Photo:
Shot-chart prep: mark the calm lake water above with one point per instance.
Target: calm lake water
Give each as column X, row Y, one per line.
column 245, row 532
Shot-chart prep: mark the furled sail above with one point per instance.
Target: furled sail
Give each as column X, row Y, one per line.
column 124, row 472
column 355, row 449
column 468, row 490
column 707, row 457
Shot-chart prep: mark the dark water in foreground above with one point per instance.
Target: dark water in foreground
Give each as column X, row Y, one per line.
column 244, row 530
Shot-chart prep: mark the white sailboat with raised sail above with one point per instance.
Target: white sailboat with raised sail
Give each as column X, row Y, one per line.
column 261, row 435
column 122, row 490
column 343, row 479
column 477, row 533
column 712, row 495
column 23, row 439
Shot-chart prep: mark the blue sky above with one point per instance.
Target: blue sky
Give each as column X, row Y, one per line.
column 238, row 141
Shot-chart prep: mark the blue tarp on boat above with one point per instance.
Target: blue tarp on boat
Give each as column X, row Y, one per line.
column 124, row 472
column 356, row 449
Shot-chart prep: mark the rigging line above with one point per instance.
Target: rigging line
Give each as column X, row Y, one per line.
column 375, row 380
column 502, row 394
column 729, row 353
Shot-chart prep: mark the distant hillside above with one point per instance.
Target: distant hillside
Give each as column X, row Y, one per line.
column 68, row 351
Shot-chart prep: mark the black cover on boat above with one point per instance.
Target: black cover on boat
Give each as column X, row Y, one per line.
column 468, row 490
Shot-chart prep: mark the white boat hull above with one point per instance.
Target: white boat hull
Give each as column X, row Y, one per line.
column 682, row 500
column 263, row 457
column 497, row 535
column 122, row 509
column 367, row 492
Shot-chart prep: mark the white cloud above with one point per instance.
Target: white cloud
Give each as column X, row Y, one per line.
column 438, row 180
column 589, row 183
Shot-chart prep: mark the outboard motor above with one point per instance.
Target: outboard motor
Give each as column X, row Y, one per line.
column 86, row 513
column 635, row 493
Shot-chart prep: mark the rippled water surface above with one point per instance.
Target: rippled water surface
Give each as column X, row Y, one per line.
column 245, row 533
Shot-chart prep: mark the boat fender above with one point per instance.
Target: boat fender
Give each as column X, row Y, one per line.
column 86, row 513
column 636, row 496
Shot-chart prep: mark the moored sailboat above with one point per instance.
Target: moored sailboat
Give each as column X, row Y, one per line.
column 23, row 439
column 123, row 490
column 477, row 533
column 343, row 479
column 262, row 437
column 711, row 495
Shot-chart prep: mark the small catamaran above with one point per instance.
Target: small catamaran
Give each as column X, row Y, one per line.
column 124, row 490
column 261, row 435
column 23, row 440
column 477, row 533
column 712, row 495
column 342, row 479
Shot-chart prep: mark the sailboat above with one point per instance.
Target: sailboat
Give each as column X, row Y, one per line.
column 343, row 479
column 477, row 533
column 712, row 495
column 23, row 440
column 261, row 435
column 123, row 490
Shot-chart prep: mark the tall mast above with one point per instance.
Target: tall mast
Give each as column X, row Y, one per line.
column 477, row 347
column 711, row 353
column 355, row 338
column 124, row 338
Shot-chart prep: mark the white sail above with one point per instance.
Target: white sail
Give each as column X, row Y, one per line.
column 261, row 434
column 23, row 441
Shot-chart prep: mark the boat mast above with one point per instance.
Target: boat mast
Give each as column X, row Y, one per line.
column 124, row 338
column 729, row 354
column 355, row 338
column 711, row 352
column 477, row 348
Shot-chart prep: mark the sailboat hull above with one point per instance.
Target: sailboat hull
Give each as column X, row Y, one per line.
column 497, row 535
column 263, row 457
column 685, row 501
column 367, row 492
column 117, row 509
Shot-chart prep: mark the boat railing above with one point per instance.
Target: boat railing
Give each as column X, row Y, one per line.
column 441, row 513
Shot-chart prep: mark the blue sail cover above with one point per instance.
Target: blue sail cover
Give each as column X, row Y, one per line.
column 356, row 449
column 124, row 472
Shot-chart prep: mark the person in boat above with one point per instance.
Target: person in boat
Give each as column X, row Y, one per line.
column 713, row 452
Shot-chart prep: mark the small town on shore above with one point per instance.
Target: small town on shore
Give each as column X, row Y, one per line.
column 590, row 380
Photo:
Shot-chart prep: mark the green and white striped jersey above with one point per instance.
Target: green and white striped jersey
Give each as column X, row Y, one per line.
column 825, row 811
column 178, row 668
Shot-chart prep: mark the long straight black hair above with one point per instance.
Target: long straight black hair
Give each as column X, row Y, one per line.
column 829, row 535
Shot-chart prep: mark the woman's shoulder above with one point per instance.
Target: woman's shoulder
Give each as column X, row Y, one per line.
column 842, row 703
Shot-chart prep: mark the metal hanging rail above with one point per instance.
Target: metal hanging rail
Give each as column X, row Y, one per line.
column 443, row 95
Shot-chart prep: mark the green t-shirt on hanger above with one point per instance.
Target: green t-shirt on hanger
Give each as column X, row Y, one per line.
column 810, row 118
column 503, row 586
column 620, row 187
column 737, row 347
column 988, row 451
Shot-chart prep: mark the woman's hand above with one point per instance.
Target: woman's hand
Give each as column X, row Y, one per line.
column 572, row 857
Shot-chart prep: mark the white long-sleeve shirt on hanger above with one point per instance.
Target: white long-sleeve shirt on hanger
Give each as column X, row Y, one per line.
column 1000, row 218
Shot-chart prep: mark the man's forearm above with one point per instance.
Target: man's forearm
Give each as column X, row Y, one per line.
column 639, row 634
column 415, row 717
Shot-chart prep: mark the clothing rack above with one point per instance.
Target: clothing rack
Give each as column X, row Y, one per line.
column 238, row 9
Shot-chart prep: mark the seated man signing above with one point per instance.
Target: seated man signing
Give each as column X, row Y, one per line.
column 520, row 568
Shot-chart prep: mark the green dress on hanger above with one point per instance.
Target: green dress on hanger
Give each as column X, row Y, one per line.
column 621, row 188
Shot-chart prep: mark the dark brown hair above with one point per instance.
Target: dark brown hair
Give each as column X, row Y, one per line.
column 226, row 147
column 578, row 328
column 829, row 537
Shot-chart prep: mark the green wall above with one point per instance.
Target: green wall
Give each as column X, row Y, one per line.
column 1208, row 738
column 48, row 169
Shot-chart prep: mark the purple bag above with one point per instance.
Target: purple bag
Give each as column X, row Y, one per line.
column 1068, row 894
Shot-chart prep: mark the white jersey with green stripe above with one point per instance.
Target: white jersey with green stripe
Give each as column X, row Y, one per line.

══════════

Assigned task
Beginning at the first line of the data above, retype each line until you reach the line containing "Target: white cloud", and include that one too. Add nothing else.

Exercise answer
Photo:
Shot-chart prep: mark the calm lake water above with one point per instance.
Target: calm lake water
Give each as column X, row Y, one per line.
column 245, row 532
Shot-chart prep: mark the furled sail above with one point per instance.
Target: furled sail
Give each as column X, row Y, one per line.
column 124, row 472
column 355, row 449
column 468, row 490
column 707, row 457
Shot-chart prep: mark the dark water in foreground above with one point per instance.
Target: dark water in foreground
Give each as column X, row Y, one per line.
column 244, row 530
Shot-chart prep: mark the white sailboat with raised sail above with one point per instance.
Target: white sailboat with raised sail
Give each as column X, row Y, one per line.
column 261, row 435
column 122, row 490
column 343, row 479
column 477, row 533
column 712, row 495
column 23, row 439
Shot-chart prep: mark the blue sky above with one point per instance.
Target: blue sky
Give each as column X, row Y, one per line.
column 238, row 141
Shot-chart prep: mark the blue tarp on boat above with one point per instance.
Target: blue tarp on boat
Give each as column X, row Y, one per line.
column 124, row 472
column 356, row 449
Shot-chart prep: mark the rigging line above with one point per instance.
Target: rigging line
Give each as column X, row Y, one per line.
column 375, row 380
column 502, row 394
column 729, row 353
Shot-chart prep: mark the distant hillside above with one point per instance.
Target: distant hillside
Give each as column X, row Y, one per line.
column 68, row 351
Shot-chart prep: mark the black cover on boat above with one point per instance.
Target: black cover on boat
Give each as column X, row Y, one per line.
column 468, row 490
Shot-chart prep: mark the white boat hull above with one point per instance.
Target: white boat hull
Give each as column X, row Y, one per line.
column 682, row 500
column 263, row 457
column 497, row 535
column 122, row 509
column 367, row 492
Shot-chart prep: mark the white cloud above with one point per instance.
Target: white cloud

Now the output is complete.